=== Direction A ===
Could you retype the entries starting with the line containing "Box the wooden hanging rod." and going on through the line containing "[313,290,358,339]"?

=== Text ===
While still a Darwinian, his views parallel those of some American
"intelligent design" theorists. As some consolation to his former
allies, Flew insists that he does not believe in the afterlife and, to
show that the old fires are not completely dead, he insists that his
god is very different from the Christian and Islamic versions, where
both are depicted as "omnipotent Oriental despots, cosmic Saddam
Husseins"!
Traditionally Catholics, especially through the rationalism of the
Scholastics (with Thomas Aquinas's five ways of proving God's
existence as the best-known example) have been confident of the powers
of the human mind to move towards the recognition of a super
intelligence, God as the first cause, the creator, sustainer and
designer of the universe, while requiring the revelation of the
Scriptures for evidence of a Trinitarian god, the incarnation and
redemption.
Some Protestants have been much more sceptical of the power of the
unaided human mind to recognise God and McGrath is closer to this
tradition.
He quite rightly follows Stephen Jay Gould in explaining that the
sciences cannot adjudicate on the God question. If the debate is to be
decided solely on scientific grounds, the outcome can only be
agnosticism. But he goes further than this by claiming that human
reasoning from the scientific evidence cannot contribute much to
deciding on non-scientific, that is, meta-physical grounds for atheism
or theism.
For him the belief that there is no god is as much a matter of faith
as the belief that there is a god, because the arguments of theists
and atheists are circular rationalisations which lead back to the two
different starting points.
With this avenue closed, McGrath has concluded from his personal
experience that the appeal of atheism is not intrinsic to its ideas,
but determined more by its social context. Atheism thrives where the
church has been oppressive and out of touch, unwilling or unable to
inspire altruism, to stir the imagination or the emotions. At best
this is an oversimplification.
Therefore, there are two other more important reasons why atheism is
in trouble. First its innocence has been extinguished by Stalin's
death squads and Nazism, even if some still want to argue whether
Nazism was explicitly atheist in its demonic hatred of the Jewish
people who gave us monotheism.
The moral credentials of atheism are exploded and the history of the
20th century showed that Dostoyevsky was right in claiming that
without God the way is open to unrestricted tyranny and violence.
Atheism made Lenin and Stalin possible, although atheists too opposed
them.
This line of argumentation is well known to theists and indeed many
victims of the communists.
However, McGrath's second argument is more surprising, because he
believes the rise of postmodernity poses a greater threat to atheism
than to Christianity. For him atheism was the ideal religion of
modernity, that period ushered in by the Enlightenment, although
atheists were a tiny minority everywhere, especially in Australia. But
postmodernism is intrinsically post-atheist.
Postmodernism is antagonistic to totalising world views, which is as
much a challenge to atheism as it is to Christianity. An
uncompromising denial of God is seen as arrogant and repressive,
rather than principled and moral.

=== Direction B ===
Echo the passage from the text on atheism starting with "Traditionally Catholics, especially" and going on through "redemption.".

=== Exercise input ===
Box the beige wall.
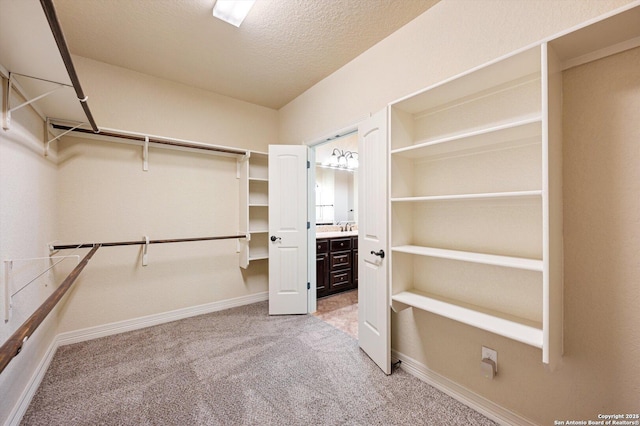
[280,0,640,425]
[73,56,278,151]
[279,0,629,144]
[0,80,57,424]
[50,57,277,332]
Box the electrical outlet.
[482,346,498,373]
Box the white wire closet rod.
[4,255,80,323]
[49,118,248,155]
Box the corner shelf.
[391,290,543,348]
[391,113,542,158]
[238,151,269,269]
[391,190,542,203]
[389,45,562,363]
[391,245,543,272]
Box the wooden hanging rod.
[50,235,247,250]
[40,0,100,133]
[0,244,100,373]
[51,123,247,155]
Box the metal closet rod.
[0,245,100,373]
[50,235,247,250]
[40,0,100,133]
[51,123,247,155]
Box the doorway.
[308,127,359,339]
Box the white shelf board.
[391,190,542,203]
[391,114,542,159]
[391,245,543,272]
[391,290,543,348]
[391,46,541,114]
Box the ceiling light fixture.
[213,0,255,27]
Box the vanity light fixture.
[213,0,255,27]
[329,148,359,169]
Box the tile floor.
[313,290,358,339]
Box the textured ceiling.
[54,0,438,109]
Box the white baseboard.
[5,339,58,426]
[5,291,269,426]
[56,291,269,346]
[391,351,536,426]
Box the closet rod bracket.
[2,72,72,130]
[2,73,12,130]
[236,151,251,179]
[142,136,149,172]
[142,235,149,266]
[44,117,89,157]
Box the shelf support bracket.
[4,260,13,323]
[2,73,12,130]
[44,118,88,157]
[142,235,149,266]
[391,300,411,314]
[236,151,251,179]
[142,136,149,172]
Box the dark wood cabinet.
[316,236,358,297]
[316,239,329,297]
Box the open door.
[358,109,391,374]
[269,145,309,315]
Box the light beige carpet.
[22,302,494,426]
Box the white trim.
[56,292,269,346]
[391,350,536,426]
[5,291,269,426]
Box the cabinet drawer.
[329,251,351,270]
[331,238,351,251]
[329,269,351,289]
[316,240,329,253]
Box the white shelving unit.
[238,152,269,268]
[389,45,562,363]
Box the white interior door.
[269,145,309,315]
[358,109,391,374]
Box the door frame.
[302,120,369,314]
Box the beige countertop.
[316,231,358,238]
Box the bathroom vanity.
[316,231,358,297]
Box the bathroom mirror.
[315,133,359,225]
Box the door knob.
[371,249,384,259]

=== Written solution A ===
Box the wooden hanging rod.
[50,235,247,250]
[40,0,100,133]
[0,244,100,373]
[51,123,247,155]
Box the metal closet rod.
[0,245,100,373]
[50,235,247,250]
[40,0,100,133]
[51,123,247,155]
Box the doorway.
[308,127,359,339]
Box the white shelf board.
[391,190,542,203]
[391,114,542,159]
[391,245,543,272]
[391,290,543,348]
[391,46,541,114]
Box the ceiling light fixture.
[213,0,255,27]
Box the vanity light fixture.
[213,0,255,27]
[329,148,359,169]
Box the tile floor.
[313,290,358,339]

=== Written solution B ===
Traditionally Catholics, especially through the rationalism of the
Scholastics (with Thomas Aquinas's five ways of proving God's
existence as the best-known example) have been confident of the powers
of the human mind to move towards the recognition of a super
intelligence, God as the first cause, the creator, sustainer and
designer of the universe, while requiring the revelation of the
Scriptures for evidence of a Trinitarian god, the incarnation and
redemption.